▶ _Instructions for the task_
Render everything from the line containing "Identify the white wedding" down to the end of the material below as a numbered list, leaving out any blank lines.

▶ _Information given_
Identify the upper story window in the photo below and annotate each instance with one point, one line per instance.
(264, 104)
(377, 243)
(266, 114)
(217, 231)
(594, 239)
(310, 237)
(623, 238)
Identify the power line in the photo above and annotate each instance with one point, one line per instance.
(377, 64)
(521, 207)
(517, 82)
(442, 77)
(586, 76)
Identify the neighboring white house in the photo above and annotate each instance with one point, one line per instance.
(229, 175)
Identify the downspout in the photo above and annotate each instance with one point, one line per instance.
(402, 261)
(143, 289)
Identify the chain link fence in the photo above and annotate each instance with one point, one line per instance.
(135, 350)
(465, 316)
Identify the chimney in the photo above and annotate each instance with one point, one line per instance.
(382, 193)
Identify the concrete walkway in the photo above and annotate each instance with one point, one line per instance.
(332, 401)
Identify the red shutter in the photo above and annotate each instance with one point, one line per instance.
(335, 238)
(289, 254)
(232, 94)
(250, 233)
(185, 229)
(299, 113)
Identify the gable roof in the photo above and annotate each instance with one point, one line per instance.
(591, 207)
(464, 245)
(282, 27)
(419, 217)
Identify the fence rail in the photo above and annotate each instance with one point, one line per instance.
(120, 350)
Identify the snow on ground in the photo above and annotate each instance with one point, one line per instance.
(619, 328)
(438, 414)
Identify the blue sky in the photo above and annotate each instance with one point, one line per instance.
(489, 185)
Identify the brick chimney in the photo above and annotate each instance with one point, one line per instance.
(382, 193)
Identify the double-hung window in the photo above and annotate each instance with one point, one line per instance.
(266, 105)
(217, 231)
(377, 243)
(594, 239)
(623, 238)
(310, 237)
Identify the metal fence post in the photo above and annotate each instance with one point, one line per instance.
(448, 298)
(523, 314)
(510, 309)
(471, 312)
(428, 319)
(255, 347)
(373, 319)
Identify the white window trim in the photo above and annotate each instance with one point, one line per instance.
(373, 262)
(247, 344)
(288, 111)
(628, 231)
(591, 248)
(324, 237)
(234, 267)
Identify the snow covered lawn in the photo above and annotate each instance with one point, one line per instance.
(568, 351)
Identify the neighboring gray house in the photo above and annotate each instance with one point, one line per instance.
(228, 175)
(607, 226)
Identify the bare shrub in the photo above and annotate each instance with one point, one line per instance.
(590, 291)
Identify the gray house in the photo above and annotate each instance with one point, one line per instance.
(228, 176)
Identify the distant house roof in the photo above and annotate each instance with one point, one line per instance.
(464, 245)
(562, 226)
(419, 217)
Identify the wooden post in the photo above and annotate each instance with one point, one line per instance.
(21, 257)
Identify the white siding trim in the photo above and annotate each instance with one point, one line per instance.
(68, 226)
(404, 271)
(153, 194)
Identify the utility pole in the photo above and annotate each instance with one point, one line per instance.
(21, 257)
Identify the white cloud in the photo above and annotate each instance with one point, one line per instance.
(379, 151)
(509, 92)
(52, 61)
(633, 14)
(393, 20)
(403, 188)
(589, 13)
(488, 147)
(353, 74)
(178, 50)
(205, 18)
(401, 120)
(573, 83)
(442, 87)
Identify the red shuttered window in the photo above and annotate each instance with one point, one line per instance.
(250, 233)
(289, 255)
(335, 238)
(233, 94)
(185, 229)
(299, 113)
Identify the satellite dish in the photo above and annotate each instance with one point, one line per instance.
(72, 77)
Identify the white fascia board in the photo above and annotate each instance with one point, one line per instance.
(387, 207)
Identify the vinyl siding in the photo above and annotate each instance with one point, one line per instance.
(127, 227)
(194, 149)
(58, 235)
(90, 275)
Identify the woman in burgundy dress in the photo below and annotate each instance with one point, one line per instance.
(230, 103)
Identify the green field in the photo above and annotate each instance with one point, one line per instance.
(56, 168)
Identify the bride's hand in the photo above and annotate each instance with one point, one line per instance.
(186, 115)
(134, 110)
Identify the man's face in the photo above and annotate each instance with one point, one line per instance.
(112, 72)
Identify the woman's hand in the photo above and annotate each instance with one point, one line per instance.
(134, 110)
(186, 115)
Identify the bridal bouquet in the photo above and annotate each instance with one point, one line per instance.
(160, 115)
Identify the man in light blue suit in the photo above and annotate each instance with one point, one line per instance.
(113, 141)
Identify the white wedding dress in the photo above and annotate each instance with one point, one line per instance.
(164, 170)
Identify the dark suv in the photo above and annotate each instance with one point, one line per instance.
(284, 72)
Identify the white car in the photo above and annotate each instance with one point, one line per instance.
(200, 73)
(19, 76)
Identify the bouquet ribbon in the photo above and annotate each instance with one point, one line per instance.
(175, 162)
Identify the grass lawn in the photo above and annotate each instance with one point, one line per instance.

▶ _Reply to the task_
1. Identify the white wedding dress in the photo above and annotate each instance with one point, one line per instance.
2. (164, 170)
3. Identify the dark suv in the photo above and annotate each instance with one point, one line per instance.
4. (284, 72)
5. Identify the white car in the photo above and annotate each instance with one point, one line per instance.
6. (200, 73)
7. (19, 76)
8. Identify the bouquet ribbon in the photo above and annotate each instance with one point, one line per instance.
9. (175, 162)
10. Identify the grass lawn in the photo above and annotate each instance with one point, one line per instance.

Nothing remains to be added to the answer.